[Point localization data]
* * * *

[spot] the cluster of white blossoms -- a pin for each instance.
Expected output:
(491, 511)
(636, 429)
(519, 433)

* * * *

**Exercise goal**. The full set of data above must come back exactly as written.

**The answer**.
[spot] the cluster of white blossoms -- a pin for each instance.
Expected output:
(491, 511)
(636, 429)
(519, 433)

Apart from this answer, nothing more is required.